═══ DOCUMENT PASSAGE ═══

What Is Pick Path Optimization? Key Strategies & Algorithms for Faster Order Picking

Warehouse order picking is one of the most expensive and time-consuming processes in fulfillment.

Studies show that picking can account for up to 55% of total warehouse operating costs, making it a key area for optimization. And a major contributor to this inefficiency is unnecessary travel. Research from Veeqo found that pickers spend up to 60% of their time walking rather than actually picking items.

Pick path optimization solves this by determining the most efficient routes through a warehouse. Optimized paths help pickers reduce travel distances and complete orders faster.

Creating truly efficient pick routes isn’t as simple as taking the shortest path. It requires understanding different routing algorithms and how they apply to specific operations and warehouse layouts.​

In this article, we’ll discuss the fundamentals of pick path optimization, the algorithms that power it, and practical strategies that can be implemented in real warehouse environments to achieve measurable efficiency gains.

What Is Pick Path Optimization?

Pick path optimization is the process of determining the most efficient routes for warehouse workers to retrieve items for order fulfillment. Instead of relying on manual or arbitrary picking paths, optimization ensures that pickers take the shortest, fastest, and most efficient route while avoiding congestion and unnecessary backtracking.

═══ RECORDED DATA ═══

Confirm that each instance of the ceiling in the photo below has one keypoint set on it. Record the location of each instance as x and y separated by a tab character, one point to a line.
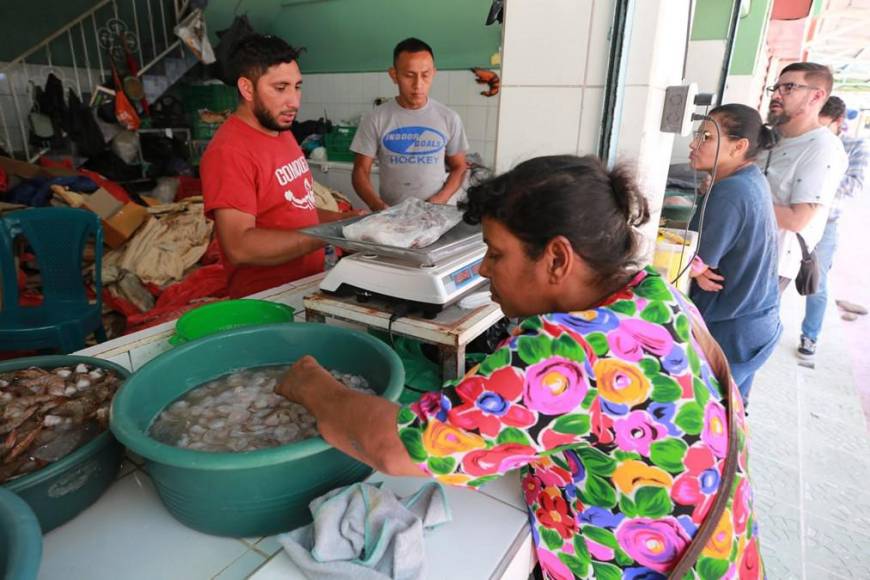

═══

_DESCRIPTION OF THE TASK_: Set down, word for word, everything in the pick path optimization article from "In this article, we’ll" down to "and unnecessary backtracking.". Answer from the pick path optimization article only.

_EXERCISE RESPONSE_:
In this article, we’ll discuss the fundamentals of pick path optimization, the algorithms that power it, and practical strategies that can be implemented in real warehouse environments to achieve measurable efficiency gains.

What Is Pick Path Optimization?

Pick path optimization is the process of determining the most efficient routes for warehouse workers to retrieve items for order fulfillment. Instead of relying on manual or arbitrary picking paths, optimization ensures that pickers take the shortest, fastest, and most efficient route while avoiding congestion and unnecessary backtracking.